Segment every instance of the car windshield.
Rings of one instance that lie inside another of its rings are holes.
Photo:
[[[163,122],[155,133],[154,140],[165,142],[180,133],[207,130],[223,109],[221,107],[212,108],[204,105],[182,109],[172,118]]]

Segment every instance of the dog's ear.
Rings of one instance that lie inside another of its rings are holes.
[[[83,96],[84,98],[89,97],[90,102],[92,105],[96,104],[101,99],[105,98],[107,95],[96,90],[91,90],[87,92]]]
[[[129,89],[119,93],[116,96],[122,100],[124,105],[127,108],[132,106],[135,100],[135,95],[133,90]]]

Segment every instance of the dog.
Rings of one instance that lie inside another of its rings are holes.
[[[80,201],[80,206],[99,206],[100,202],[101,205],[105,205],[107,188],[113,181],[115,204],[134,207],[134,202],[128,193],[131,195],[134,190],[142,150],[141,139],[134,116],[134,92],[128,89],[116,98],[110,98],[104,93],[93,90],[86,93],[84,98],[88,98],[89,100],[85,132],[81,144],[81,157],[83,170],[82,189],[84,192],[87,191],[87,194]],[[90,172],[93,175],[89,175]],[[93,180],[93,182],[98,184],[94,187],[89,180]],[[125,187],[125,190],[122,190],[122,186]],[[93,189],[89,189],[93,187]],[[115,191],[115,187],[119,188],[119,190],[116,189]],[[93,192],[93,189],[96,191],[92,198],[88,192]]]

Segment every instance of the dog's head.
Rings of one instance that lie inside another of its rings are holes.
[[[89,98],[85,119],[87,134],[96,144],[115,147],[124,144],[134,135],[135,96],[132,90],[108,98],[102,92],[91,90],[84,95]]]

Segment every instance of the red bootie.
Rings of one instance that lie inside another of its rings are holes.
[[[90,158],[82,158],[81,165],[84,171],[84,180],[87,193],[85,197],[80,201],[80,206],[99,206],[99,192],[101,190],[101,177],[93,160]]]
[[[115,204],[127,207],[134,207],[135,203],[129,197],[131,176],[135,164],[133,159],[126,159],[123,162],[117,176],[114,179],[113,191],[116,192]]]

* * *

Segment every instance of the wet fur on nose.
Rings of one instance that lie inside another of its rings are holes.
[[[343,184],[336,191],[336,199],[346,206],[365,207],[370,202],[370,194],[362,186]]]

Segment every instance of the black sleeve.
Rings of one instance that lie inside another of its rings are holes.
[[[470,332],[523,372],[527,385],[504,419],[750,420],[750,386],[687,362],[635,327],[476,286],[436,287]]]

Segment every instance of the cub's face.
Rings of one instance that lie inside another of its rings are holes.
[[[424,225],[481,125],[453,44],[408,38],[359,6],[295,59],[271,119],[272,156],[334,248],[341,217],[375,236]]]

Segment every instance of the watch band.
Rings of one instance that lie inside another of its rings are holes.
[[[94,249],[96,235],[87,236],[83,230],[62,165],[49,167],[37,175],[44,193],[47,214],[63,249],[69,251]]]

Exercise = Pick out each line in the rows above that contains the word "every", and copy those lines. Case matters.

Solution to this problem =
Segment every instance of the car windshield.
Segment every instance of the dog's ear.
Segment every instance of the dog.
Segment every instance of the dog's head.
Segment every instance of the red bootie.
Segment every instance of the wet fur on nose.
Segment every instance of the black sleeve.
Segment every instance of the cub's face.
Segment every instance of the watch band.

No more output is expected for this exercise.